Skip to content

How Netflix Works

This notes it taken from an article on High Scalability

It's far more complicated and interesting than you might imagine, when you press play on a Netflix video (or press start on a Netflix title).


Control the entire stack

The three parts of Netflix: client, backend, content delivery network (CDN); Netflix controls all of the three and achieved vertical integration and scaling and ensures the users get the contents reliably. - The client is the user interface on any device used to browse and play Netflix videos. - Everything that happens before you hit play happens in the backend, which runs in AWS. - Everything that happens after you hit play is handled by Open Connect, Netflix's CDN.


Focus on what they do the best

Netflix started online-streaming service with building their own data centers and failed and experienced all the problems that can happen when building data centers. It just doesn't work when you are growing rapidly.

Undifferentiated heavy lifting are those things that have to be done, but don't provide any advantage to the core business of providing a quality video watching experience.

Netflix then move to AWS for taking away the headache of building reliable infrastructure for their service and remove any single point of failure (SPF); and AWS offered highly reliable databases, storage and redundant datacenters. To Netflix they just avoided the undifferentiated heavy lifting and focus on providing business value that they are good at.

Provided entries ::

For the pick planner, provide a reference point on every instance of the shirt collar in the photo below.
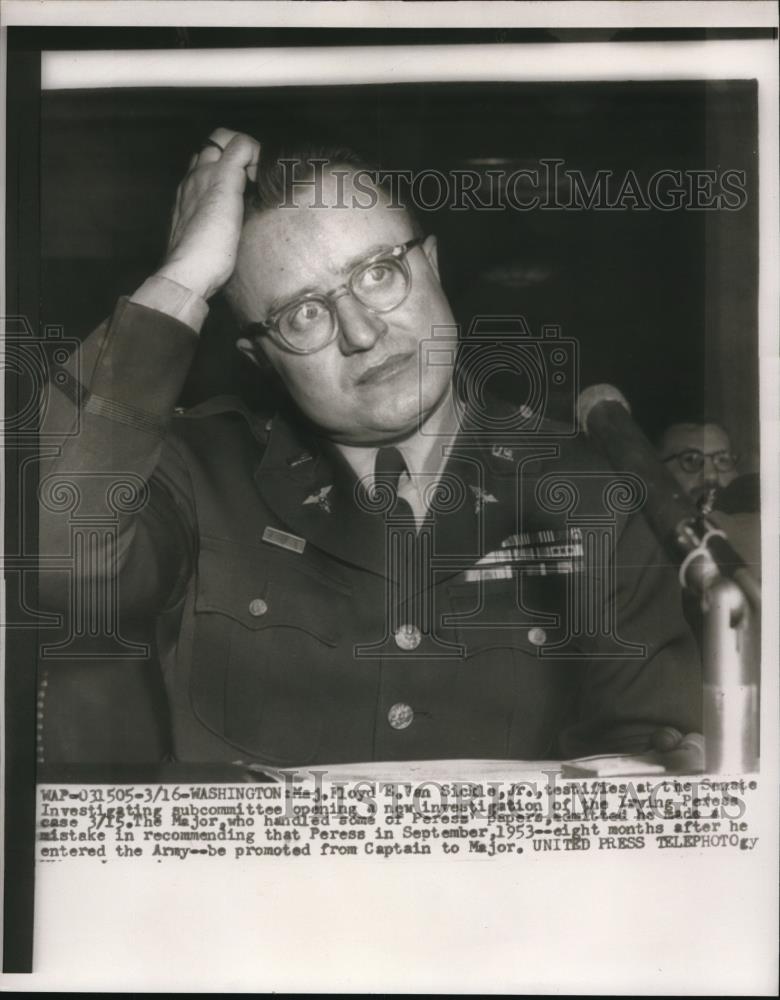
(425, 451)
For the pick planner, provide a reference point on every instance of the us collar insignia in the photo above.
(321, 499)
(500, 451)
(481, 498)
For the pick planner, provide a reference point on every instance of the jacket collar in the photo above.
(313, 491)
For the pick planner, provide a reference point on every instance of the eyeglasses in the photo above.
(380, 283)
(692, 460)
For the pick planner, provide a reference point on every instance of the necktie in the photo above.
(388, 469)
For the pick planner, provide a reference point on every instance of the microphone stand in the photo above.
(730, 600)
(729, 596)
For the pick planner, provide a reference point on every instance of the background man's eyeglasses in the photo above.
(380, 283)
(692, 460)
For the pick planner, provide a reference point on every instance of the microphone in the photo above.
(605, 416)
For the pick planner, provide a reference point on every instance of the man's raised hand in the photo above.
(208, 213)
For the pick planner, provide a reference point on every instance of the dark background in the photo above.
(661, 303)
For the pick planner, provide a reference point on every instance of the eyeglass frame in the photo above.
(704, 455)
(270, 325)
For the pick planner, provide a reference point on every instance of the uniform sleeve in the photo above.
(115, 502)
(657, 682)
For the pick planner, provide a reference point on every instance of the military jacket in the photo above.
(535, 617)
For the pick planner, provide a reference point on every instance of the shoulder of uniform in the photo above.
(226, 405)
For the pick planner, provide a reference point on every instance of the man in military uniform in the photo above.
(378, 571)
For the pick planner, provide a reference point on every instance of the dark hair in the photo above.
(284, 165)
(696, 419)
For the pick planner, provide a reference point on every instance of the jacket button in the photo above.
(400, 715)
(408, 637)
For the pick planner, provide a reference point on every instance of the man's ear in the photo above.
(248, 349)
(431, 250)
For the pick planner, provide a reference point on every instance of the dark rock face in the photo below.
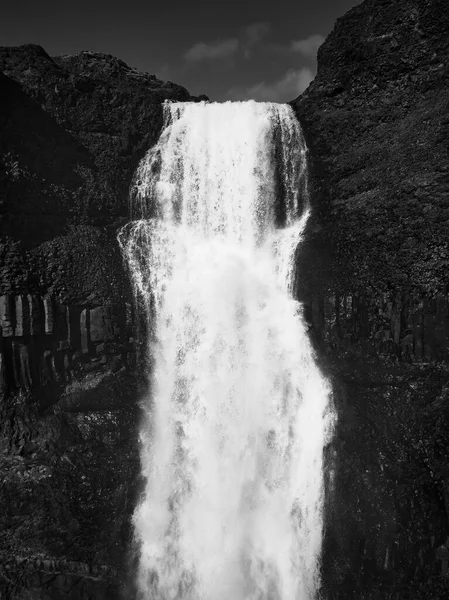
(72, 130)
(374, 279)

Tasks to perform ::
1. Multiply every point coordinate in the records by 2.55 and round each result to a whole number, with halves going up. Write the lines out again, requests included, starting at the line of the records that contains "sleeve in the photo above." and going through the last line of the records, and leave out the pictures.
2. Carry on the notes on how Netflix works from where they stop.
The notes on how Netflix works and the records are unrelated material.

Results of the exercise ::
1.
For the pick planner, provide a reference point on every instance of the uniform sleeve in the photo above.
(293, 1280)
(1675, 1739)
For the pick planner, provide a reference point on every instance of the military jacket in the photo above.
(1364, 1573)
For the pick planner, provide a reference point on every instance of the shoulder of uniform in the photo above.
(576, 1033)
For the pick planner, provide a reference point on every instance of the man in military uniform in the photo above.
(964, 1456)
For the pick planner, provide a reference point on every instance of the dark hair in the photo above.
(724, 421)
(1775, 1068)
For the pick planner, provide a reference point on every instance of the jacket button in the photo above.
(1020, 1823)
(1040, 1624)
For the pick planner, provide a reference point on every instance of the man's ear in the photo above.
(632, 890)
(1099, 638)
For the pick planner, provide a reference point on every instance of the dark rock face in the photo below.
(184, 332)
(954, 711)

2.
Ensure the service can be always served

Netflix operates out of three AWS regions: one in North Virginia, one in Portland Oregon, and one in Dublin Ireland. Having three regions, you get reliable service that when any one region fails, the other regions will step in handle all the service traffic in the failed region. Plus, serving traffic from the region closest to where the user is provides faster content delivery.

This is referred as business continuity plan (BCP) for some companies. And Netflix calls this their global services model. Any customer can be served out of any region. And it doesn't happen automatically; Netflix did their work to guarantee the automatic fail-over happens. Netflix even intentionally takes down one of their regions every month to ensure the system work reliably; they calls it the chaos testing.


Netflix's server-side heavy lifting

Netflix takes advantage of the elasticity of the cloud service that AWS offered. Rather than have a lot of extra computers hanging around doing nothing and wait for the peak load, Netflix only had to pay for what was needed, when it was needed, by scaling up and down for their service instances.

Plus, anything that doesn't involve serving video is handled in AWS. This includes scalable computing, scalable storage, business logic, scalable distributed databases, big data processing and analytics, recommendations, transcoding, and hundreds of other functions.

Scalable computing is EC2 and scalable storage is S3. The client devices from users --Smart phones, TV, Tablet, PC, etc-- each request talks to a Netflix service running in EC2.

Netflix uses both DynamoDB and Cassandra for their scalable distributed databases so they can just scale up when more data storage is necessary on all their regions, and have enough redundancy to rest assure that the data are safe.

Netflix knows what everyone has watched when they watched it and where they were when they watched and lots more information. Netflix uses machine learning to power big data processing and generates analytics to improve their products and suggest more relevant contents to its users. Their ultimate goal is to keep users subscribed and attract new users.

Netflix is known for being a data-driven company. One interesting fact is that a movie title image users see might be different for the same movie among some users, and this is because the image displayed is based on analyzing your watch behavior and choosing the one that data suggests can attract you the most. Netflix also use the analytics to choose the best movie images to display from time to time.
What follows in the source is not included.